■ Given problem:
In the records, take the stretch from the line containing "Reviewer note: confirm that every instance of the folded" through the line containing "<point>401,7</point>" and rename "metal hanging rod" to "metal towel bar", changing nothing else. Return only those lines.

Stored items from a collection
———

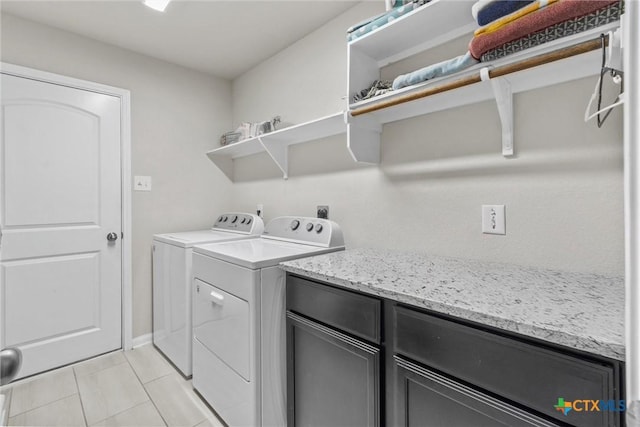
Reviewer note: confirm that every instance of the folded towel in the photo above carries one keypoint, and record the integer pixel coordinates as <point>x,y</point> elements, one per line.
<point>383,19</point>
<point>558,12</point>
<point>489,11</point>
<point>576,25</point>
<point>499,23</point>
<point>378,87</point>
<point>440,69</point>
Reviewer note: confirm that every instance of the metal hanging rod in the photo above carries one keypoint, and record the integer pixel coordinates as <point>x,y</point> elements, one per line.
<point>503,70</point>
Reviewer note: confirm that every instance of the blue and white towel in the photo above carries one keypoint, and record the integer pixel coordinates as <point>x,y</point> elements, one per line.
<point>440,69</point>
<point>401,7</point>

———

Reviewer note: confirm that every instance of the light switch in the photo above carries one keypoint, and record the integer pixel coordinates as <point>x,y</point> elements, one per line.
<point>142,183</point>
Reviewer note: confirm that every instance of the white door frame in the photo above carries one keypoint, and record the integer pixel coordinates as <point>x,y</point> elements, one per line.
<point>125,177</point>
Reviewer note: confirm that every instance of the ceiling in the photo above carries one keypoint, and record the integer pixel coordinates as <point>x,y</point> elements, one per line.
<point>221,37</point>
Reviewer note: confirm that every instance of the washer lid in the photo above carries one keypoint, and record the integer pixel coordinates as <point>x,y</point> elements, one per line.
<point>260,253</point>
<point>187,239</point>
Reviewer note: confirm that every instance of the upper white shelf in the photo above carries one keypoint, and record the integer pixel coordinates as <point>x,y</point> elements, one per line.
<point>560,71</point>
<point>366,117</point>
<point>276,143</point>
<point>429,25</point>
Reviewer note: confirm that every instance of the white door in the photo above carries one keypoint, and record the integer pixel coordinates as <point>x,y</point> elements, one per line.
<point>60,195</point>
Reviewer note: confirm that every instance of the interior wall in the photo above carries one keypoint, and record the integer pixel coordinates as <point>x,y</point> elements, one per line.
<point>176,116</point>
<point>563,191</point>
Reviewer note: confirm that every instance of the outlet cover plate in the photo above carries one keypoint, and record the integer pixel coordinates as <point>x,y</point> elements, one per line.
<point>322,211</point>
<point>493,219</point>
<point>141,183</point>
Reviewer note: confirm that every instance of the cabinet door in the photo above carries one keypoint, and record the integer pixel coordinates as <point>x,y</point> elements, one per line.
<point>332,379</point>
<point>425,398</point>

———

■ Answer to the exercise:
Reviewer note: confirm that every instance of the folded towel in the photo above carries one keypoint, and record the integer pixel coordinates as <point>x,y</point> elements, one per line.
<point>383,19</point>
<point>558,12</point>
<point>489,11</point>
<point>576,25</point>
<point>499,23</point>
<point>378,87</point>
<point>440,69</point>
Reviewer note: confirm that every instance of the metal towel bar in the photo above carries one keypoint, and record the integer pixel coordinates as <point>x,y</point> elements, one per line.
<point>503,70</point>
Reviewer note: confirm that every instance of the blue and white towel in the photo above carries one keypoint, and record the integer pixel coordinates as <point>x,y</point> elements, one per line.
<point>440,69</point>
<point>401,7</point>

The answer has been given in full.